#### What you are asked to do:
According to the court opinion excerpt below, how did the collector of customs classify the brake linings in the Harding case?

In support of the collector’s classification, the Government, in its brief, takes the position that the merchandise, as imported in coils, is nothing more or less than material which after importation is further processed to become a bandsaw. The case of United States v. The Harding Co., 21 CCPA 307, T.D. 46830, is cited by the Government as being factually analogous to the instant case. The merchandise there consisted of so-called brake linings, imported in bales in running lengths of 100 feet or more, of various widths and thicknesses. It was sold in such lengths to automobile service stations and repair shops and was used, after being cut to proper lengths, with holes drilled in it to fit the holes on the shoes for brakes, as brake linings for automobiles.

The commodity above described was classified by the collector of customs as manufactures of asbestos yarn in paragraph 1501(a) of the Tariff Act of 1930, whereas the importer contended that it should be classified as parts of automobiles in paragraph 369.

In its decision in the Harding case, the court applied the controlling principle set up in the following authorities: United States v. Buss & Co., 5 Ct. Cust. Appls. 110, T.D. 34138; Snow's United States Sample Express Co. v. United States, 8 Ct. Cust. Appls. 17, T.D. 37161; Rogers v. United States, 14 Ct. Cust. Appls. 51, T.D. 41552.

Those cases recognized the fact that many articles are not produced as individual or separate products but, for economy of manufacture, are first produced in the piece or in running lengths.

As stated in the Buss case—

* * * The rule of decision is therefore established that where such articles are imported in the piece and nothing remains to he done except to cut them apart they shall be treated for dutiable purposes as if already cut apart and assessed according to their individual character or identity. This follows, however, only in case the character or identity of the individual articles is fixed with certainty and in case the woven piece in its entirety is not commercially capable of any other use. [Italics supplied.]

In the Harding case, the court found that although the merchandise was used “when cut into proper lengths and the necessary holes *46drilled therein, as brake linings for automobiles,” it was “ ‘commercially capable’ of various other uses,” and “the identity of the individual articles is not fixed with certainty.” The claim for classification as parts of automobiles, finished or unfinished, was rejected.

#### Data shown:
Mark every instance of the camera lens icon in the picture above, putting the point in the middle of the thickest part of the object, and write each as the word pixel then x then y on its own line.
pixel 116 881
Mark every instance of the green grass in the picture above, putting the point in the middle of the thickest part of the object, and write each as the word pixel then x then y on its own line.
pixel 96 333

#### Problem solution:
As manufactures of asbestos yarn under paragraph 1501(a) of the Tariff Act of 1930.